WORK REQUIRED –
How many of the lines below contain the string "arrows", matching case exactly? Reply with the number alone.

AVAILABLE RECORDS –
__________
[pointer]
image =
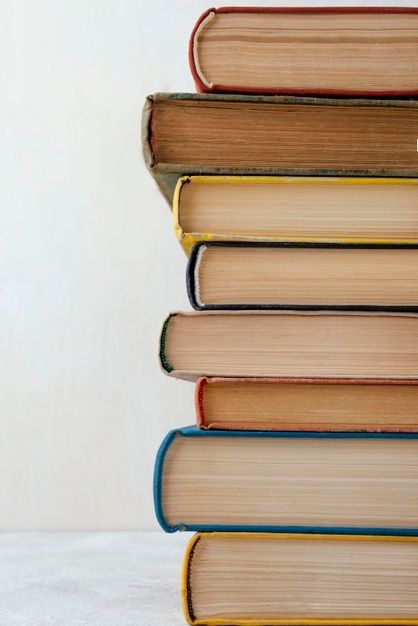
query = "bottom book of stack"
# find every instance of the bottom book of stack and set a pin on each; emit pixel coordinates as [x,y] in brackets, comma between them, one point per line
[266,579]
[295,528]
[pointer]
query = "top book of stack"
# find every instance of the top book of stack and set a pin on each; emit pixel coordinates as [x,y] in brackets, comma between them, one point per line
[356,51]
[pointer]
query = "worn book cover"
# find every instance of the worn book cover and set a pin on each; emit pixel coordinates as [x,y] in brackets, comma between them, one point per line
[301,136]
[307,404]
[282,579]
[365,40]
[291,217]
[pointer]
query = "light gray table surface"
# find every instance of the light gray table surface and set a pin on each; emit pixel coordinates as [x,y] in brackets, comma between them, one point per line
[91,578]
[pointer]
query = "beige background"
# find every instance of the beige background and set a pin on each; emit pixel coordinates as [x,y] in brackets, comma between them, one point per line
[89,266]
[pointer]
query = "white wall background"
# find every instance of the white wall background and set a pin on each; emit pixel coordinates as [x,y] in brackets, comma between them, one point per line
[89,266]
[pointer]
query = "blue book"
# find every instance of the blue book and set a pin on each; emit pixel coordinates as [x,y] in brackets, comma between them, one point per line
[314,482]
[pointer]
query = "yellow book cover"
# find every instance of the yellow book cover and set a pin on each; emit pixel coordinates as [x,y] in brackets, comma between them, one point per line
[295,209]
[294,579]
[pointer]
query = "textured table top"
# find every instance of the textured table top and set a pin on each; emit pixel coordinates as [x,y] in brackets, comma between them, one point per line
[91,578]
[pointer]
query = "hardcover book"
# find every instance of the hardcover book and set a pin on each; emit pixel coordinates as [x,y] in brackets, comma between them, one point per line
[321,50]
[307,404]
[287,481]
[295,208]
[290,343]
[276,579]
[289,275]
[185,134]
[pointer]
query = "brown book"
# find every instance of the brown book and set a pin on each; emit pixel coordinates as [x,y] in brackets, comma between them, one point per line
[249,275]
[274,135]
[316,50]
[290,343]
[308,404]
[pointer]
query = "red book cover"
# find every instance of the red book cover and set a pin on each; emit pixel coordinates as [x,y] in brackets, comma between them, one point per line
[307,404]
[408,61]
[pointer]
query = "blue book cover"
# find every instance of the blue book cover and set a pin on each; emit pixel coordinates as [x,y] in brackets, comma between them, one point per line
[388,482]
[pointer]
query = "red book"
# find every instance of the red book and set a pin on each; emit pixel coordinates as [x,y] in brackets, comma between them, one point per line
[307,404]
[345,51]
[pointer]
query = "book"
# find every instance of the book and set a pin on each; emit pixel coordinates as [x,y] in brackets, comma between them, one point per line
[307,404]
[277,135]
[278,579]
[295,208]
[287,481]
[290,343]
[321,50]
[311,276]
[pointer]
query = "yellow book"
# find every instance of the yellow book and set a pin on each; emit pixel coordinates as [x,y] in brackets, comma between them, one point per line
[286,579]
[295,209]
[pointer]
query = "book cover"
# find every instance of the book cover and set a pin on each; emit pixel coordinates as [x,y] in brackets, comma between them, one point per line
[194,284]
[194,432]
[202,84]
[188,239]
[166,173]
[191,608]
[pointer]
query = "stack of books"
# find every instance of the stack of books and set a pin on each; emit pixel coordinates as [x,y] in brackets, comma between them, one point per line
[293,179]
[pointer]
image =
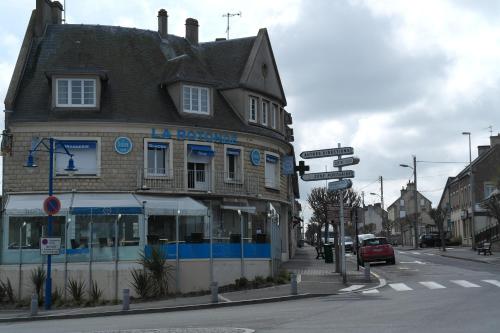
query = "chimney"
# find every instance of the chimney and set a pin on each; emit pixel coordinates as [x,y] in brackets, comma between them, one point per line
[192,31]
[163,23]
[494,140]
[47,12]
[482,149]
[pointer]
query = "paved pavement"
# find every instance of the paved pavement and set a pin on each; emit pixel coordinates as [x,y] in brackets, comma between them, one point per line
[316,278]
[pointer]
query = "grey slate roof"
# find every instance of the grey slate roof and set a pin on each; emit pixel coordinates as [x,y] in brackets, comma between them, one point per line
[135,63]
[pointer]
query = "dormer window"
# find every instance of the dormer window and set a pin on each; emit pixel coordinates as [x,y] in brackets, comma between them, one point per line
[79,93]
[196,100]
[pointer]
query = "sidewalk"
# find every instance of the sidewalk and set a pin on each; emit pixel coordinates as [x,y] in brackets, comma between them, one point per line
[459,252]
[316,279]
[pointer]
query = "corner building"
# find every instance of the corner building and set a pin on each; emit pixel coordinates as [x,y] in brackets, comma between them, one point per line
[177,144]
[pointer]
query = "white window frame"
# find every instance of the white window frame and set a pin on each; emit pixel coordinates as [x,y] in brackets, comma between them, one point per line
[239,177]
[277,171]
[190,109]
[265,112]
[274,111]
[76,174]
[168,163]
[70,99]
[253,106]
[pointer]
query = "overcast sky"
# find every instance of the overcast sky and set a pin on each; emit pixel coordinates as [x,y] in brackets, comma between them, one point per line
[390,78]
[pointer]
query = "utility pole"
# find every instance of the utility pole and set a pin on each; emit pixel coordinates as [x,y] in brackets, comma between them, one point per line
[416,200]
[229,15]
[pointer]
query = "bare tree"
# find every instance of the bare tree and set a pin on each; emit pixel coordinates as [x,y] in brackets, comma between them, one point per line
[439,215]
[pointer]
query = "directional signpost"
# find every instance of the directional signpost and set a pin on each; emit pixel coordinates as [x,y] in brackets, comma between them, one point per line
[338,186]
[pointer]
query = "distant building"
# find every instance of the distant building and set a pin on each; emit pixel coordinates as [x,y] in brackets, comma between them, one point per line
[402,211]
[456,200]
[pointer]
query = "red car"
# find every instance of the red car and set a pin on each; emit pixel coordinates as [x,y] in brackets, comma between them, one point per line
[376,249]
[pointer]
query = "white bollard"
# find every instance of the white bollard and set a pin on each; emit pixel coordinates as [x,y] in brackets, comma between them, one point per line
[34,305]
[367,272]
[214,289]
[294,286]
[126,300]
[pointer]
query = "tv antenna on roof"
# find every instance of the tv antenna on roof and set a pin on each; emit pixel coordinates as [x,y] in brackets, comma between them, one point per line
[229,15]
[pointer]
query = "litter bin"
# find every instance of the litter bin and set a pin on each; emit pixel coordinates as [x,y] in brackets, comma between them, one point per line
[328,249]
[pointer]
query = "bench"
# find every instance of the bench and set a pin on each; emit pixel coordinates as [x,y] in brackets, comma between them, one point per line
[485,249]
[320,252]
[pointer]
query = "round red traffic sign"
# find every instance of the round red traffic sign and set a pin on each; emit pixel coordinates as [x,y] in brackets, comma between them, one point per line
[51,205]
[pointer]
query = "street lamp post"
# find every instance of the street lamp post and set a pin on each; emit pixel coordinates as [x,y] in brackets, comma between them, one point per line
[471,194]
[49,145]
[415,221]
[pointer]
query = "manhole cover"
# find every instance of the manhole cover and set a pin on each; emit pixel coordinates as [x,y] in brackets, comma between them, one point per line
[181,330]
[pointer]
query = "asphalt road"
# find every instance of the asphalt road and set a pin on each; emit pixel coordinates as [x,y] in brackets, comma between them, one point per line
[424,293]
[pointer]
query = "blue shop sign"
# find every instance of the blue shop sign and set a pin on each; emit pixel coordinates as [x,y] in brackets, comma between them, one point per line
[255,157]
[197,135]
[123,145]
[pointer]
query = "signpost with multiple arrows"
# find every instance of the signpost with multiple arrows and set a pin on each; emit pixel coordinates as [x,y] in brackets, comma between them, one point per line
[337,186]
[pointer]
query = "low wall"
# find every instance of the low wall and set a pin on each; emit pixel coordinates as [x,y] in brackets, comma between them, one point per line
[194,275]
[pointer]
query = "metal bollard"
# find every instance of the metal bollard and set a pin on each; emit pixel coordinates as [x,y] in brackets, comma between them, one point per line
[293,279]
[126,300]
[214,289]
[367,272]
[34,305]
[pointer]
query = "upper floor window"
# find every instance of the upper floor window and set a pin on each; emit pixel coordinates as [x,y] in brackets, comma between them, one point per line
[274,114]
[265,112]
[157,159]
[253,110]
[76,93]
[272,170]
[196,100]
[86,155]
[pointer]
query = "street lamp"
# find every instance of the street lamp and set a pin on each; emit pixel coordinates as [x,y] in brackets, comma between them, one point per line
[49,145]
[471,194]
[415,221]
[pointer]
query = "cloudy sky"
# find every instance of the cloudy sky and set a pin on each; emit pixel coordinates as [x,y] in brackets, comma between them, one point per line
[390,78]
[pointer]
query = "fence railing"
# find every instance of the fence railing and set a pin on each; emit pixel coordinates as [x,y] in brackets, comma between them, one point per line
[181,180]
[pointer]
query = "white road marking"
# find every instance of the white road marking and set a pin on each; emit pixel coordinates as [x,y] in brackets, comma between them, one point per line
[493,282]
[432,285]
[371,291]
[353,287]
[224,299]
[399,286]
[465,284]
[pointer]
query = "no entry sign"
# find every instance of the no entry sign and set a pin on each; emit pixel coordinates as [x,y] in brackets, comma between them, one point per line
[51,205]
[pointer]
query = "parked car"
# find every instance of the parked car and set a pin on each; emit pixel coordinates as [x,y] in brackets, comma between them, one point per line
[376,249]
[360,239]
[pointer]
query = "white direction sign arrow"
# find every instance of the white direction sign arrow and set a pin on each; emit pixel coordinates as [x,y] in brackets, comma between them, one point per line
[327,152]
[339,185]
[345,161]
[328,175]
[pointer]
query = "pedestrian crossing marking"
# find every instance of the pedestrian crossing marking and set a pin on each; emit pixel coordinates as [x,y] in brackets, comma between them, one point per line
__________
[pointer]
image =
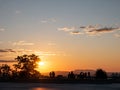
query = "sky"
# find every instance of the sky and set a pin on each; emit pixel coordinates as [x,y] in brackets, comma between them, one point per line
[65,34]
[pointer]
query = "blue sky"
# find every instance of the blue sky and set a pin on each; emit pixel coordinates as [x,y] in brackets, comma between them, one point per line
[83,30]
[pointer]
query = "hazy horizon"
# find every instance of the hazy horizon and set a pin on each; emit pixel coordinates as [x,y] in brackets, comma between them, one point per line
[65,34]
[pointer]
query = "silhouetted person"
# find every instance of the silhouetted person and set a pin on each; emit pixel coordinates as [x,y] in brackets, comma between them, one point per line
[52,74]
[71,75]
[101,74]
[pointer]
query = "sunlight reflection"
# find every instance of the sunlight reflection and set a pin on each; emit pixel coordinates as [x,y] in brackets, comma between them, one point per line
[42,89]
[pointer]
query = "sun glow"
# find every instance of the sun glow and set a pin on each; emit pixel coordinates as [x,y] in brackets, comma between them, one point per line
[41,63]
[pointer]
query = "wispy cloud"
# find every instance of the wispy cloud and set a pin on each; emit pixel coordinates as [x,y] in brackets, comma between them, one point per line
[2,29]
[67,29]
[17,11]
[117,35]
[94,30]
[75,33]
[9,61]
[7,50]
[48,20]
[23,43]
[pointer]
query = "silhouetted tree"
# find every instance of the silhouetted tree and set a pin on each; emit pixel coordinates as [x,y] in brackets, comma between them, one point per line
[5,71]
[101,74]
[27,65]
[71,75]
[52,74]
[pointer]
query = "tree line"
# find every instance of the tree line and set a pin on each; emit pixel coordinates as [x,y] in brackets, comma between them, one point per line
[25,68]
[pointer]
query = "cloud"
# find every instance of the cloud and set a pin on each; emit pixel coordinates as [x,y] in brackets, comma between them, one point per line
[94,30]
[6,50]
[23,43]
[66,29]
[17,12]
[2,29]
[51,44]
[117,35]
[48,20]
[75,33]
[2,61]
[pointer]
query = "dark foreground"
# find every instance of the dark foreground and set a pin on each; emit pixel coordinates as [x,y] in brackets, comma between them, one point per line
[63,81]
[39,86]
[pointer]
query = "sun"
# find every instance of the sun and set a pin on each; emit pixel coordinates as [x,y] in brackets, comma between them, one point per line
__________
EXERCISE RESPONSE –
2